Can you rewrite the data below with every "Regions" changed to "Outlines" and nothing else altered? Leave the pictures out of your version.

-- START OF SOURCE MATERIAL --

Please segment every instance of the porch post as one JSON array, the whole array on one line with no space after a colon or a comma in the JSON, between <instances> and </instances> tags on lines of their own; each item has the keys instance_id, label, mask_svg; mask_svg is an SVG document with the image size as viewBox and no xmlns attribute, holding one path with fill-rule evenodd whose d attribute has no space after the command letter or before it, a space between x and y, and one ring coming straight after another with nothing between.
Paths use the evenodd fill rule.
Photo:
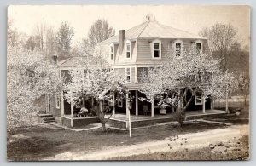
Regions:
<instances>
[{"instance_id":1,"label":"porch post","mask_svg":"<svg viewBox=\"0 0 256 166\"><path fill-rule=\"evenodd\" d=\"M73 118L73 97L71 97L70 100L71 100L70 101L71 117Z\"/></svg>"},{"instance_id":2,"label":"porch post","mask_svg":"<svg viewBox=\"0 0 256 166\"><path fill-rule=\"evenodd\" d=\"M135 115L138 116L138 92L135 90Z\"/></svg>"},{"instance_id":3,"label":"porch post","mask_svg":"<svg viewBox=\"0 0 256 166\"><path fill-rule=\"evenodd\" d=\"M154 117L154 98L153 98L153 100L151 102L151 117Z\"/></svg>"},{"instance_id":4,"label":"porch post","mask_svg":"<svg viewBox=\"0 0 256 166\"><path fill-rule=\"evenodd\" d=\"M205 96L202 96L202 102L203 102L203 113L206 113L206 98Z\"/></svg>"},{"instance_id":5,"label":"porch post","mask_svg":"<svg viewBox=\"0 0 256 166\"><path fill-rule=\"evenodd\" d=\"M64 115L64 100L63 100L63 90L61 90L61 116Z\"/></svg>"},{"instance_id":6,"label":"porch post","mask_svg":"<svg viewBox=\"0 0 256 166\"><path fill-rule=\"evenodd\" d=\"M226 86L226 113L230 114L230 112L229 112L229 94L228 94L228 85Z\"/></svg>"},{"instance_id":7,"label":"porch post","mask_svg":"<svg viewBox=\"0 0 256 166\"><path fill-rule=\"evenodd\" d=\"M114 98L114 93L113 92L113 101L112 101L112 106L113 106L113 116L115 116L115 98Z\"/></svg>"},{"instance_id":8,"label":"porch post","mask_svg":"<svg viewBox=\"0 0 256 166\"><path fill-rule=\"evenodd\" d=\"M128 94L129 91L127 90L126 91L126 102L125 102L125 106L126 106L126 129L128 128L128 121L129 121L129 117L128 117L128 112L129 112L129 101L128 101L128 97L129 97L129 94Z\"/></svg>"}]
</instances>

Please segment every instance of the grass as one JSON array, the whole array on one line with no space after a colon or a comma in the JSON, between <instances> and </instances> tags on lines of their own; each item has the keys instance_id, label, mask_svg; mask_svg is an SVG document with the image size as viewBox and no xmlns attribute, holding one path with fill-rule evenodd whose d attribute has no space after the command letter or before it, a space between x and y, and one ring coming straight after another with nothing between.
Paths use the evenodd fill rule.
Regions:
<instances>
[{"instance_id":1,"label":"grass","mask_svg":"<svg viewBox=\"0 0 256 166\"><path fill-rule=\"evenodd\" d=\"M248 124L248 107L241 111L241 115L236 116L221 115L205 117L207 120L230 123L232 124ZM128 146L145 141L163 140L166 137L188 133L196 133L211 130L213 129L225 128L225 124L209 123L205 122L193 122L184 124L183 128L178 125L169 124L163 126L154 126L132 130L132 137L129 137L128 131L119 131L108 129L102 133L101 129L90 131L71 131L49 124L36 125L27 128L17 128L8 133L7 138L7 158L11 161L38 161L65 152L95 152L108 146ZM12 135L22 134L28 138L19 139L11 141ZM210 153L207 149L191 150L188 153L176 154L173 152L141 155L143 160L154 159L173 159L184 160L194 158L195 160L215 160L232 159L234 154L227 154L225 157ZM172 153L172 154L171 154ZM198 157L195 157L195 154ZM211 155L210 155L211 154ZM175 156L176 155L176 156ZM185 156L184 156L185 155ZM193 157L194 155L194 157ZM171 157L171 156L172 156ZM125 158L129 160L128 158ZM151 159L153 159L151 157ZM171 158L170 158L171 157ZM208 158L211 157L211 158ZM140 160L137 158L137 160ZM120 159L120 158L116 158ZM135 158L134 158L135 159Z\"/></svg>"},{"instance_id":2,"label":"grass","mask_svg":"<svg viewBox=\"0 0 256 166\"><path fill-rule=\"evenodd\" d=\"M111 160L247 160L249 158L248 135L241 139L241 151L228 151L225 153L212 153L209 147L194 150L183 149L181 151L166 152L154 152L129 157L119 157Z\"/></svg>"},{"instance_id":3,"label":"grass","mask_svg":"<svg viewBox=\"0 0 256 166\"><path fill-rule=\"evenodd\" d=\"M224 124L203 122L188 123L183 128L170 124L135 129L132 131L132 137L130 138L127 131L110 129L107 133L102 133L101 129L75 132L49 125L32 126L20 128L8 134L7 157L11 161L37 161L67 151L90 152L107 146L159 140L177 134L183 135L225 127ZM12 135L19 134L28 138L11 141Z\"/></svg>"}]
</instances>

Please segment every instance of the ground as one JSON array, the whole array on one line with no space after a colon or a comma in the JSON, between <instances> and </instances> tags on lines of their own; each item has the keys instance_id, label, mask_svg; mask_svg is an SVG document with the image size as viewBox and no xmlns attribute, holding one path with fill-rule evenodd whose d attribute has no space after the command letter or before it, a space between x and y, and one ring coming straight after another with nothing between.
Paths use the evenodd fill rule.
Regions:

-- END OF SOURCE MATERIAL --

## EXPECTED ANSWER
Please segment every instance of the porch post as one JSON array, the whole array on one line with no space after a colon or a comma in the JSON, between <instances> and </instances> tags on lines of their own; each item has the keys instance_id, label, mask_svg; mask_svg is an SVG document with the image size as viewBox and no xmlns attribute, holding one path with fill-rule evenodd whose d attribute has no space after the command letter or before it, a space between x and y, and one ring coming straight after another with nothing between.
Paths use the evenodd fill rule.
Photo:
Outlines:
<instances>
[{"instance_id":1,"label":"porch post","mask_svg":"<svg viewBox=\"0 0 256 166\"><path fill-rule=\"evenodd\" d=\"M73 118L73 97L71 97L70 100L71 100L70 101L71 117Z\"/></svg>"},{"instance_id":2,"label":"porch post","mask_svg":"<svg viewBox=\"0 0 256 166\"><path fill-rule=\"evenodd\" d=\"M135 115L138 116L138 92L135 90Z\"/></svg>"},{"instance_id":3,"label":"porch post","mask_svg":"<svg viewBox=\"0 0 256 166\"><path fill-rule=\"evenodd\" d=\"M154 117L154 98L153 98L153 100L151 102L151 117Z\"/></svg>"},{"instance_id":4,"label":"porch post","mask_svg":"<svg viewBox=\"0 0 256 166\"><path fill-rule=\"evenodd\" d=\"M205 96L202 96L202 102L203 102L203 113L206 113L206 98Z\"/></svg>"},{"instance_id":5,"label":"porch post","mask_svg":"<svg viewBox=\"0 0 256 166\"><path fill-rule=\"evenodd\" d=\"M64 115L64 100L63 100L63 90L61 90L61 116Z\"/></svg>"},{"instance_id":6,"label":"porch post","mask_svg":"<svg viewBox=\"0 0 256 166\"><path fill-rule=\"evenodd\" d=\"M226 86L226 113L230 114L230 112L229 112L229 94L228 94L228 85Z\"/></svg>"},{"instance_id":7,"label":"porch post","mask_svg":"<svg viewBox=\"0 0 256 166\"><path fill-rule=\"evenodd\" d=\"M114 98L114 93L113 92L113 101L112 101L112 106L113 106L113 116L115 116L115 98Z\"/></svg>"},{"instance_id":8,"label":"porch post","mask_svg":"<svg viewBox=\"0 0 256 166\"><path fill-rule=\"evenodd\" d=\"M128 94L129 91L127 90L126 91L126 102L125 102L125 106L126 106L126 129L128 128L128 121L129 121L129 117L128 117L128 112L129 112L129 101L128 101L128 97L129 97L129 94Z\"/></svg>"}]
</instances>

Please segment every instance of the grass as one JSON array, the whole array on one line with no space after a colon or a comma in the JSON, between <instances> and </instances> tags on lines of their own; each item has the keys instance_id, label, mask_svg; mask_svg is an SVG document with the image size as viewBox and no xmlns attribute, holding one path with fill-rule evenodd whose d attribute has no space after the command letter or before it, a space between x and y, and one ring coming straight after another with nothing between.
Paths use the evenodd fill rule.
Outlines:
<instances>
[{"instance_id":1,"label":"grass","mask_svg":"<svg viewBox=\"0 0 256 166\"><path fill-rule=\"evenodd\" d=\"M248 124L248 107L241 111L241 115L236 116L221 115L205 117L207 120L230 123L232 124ZM128 146L145 141L163 140L166 137L188 133L196 133L211 130L213 129L225 128L225 124L209 123L205 122L193 122L184 124L183 128L178 125L169 124L163 126L154 126L132 130L132 137L129 137L128 131L119 131L108 129L102 133L101 129L90 131L71 131L49 124L36 125L27 128L17 128L8 133L7 138L7 158L11 161L38 161L65 152L95 152L108 146ZM12 135L22 134L28 138L19 139L11 141ZM210 153L207 149L191 150L188 153L176 154L173 152L141 155L143 160L154 159L173 159L184 160L194 158L195 160L215 160L232 159L234 154L227 154L225 157ZM172 153L172 154L171 154ZM198 157L195 157L195 154ZM211 155L210 155L211 154ZM175 156L176 155L176 156ZM185 156L184 156L185 155ZM193 157L194 155L194 157ZM171 157L171 156L172 156ZM125 158L129 160L128 158ZM151 159L153 159L151 157ZM171 158L170 158L171 157ZM208 158L211 157L211 158ZM140 160L137 158L137 160ZM120 159L120 158L116 158ZM135 158L134 158L135 159Z\"/></svg>"},{"instance_id":2,"label":"grass","mask_svg":"<svg viewBox=\"0 0 256 166\"><path fill-rule=\"evenodd\" d=\"M111 160L247 160L249 158L248 135L241 139L241 151L228 151L225 153L212 153L209 147L194 150L183 149L181 151L166 152L154 152L129 157L119 157Z\"/></svg>"},{"instance_id":3,"label":"grass","mask_svg":"<svg viewBox=\"0 0 256 166\"><path fill-rule=\"evenodd\" d=\"M224 124L203 122L188 123L183 128L170 124L135 129L132 131L132 137L130 138L127 131L110 129L107 133L102 133L101 129L75 132L49 125L32 126L20 128L8 134L7 157L11 161L37 161L67 151L90 152L107 146L159 140L177 134L183 135L225 127ZM12 135L19 134L28 138L11 141Z\"/></svg>"}]
</instances>

Please segment every instance of the ground as one JSON array, the whole array on one line with no space after a colon or a comma in the JSON, between <instances> and </instances> tags on lines of their own; each item has the keys instance_id, label, mask_svg; mask_svg is an SVG document with the image size as viewBox and no xmlns attribute, holding one path with fill-rule evenodd whose d attribute has no space after the command letter or before it, a space between x and y, and one ring coming straight after another with nothing between.
Paths use the evenodd fill rule.
Outlines:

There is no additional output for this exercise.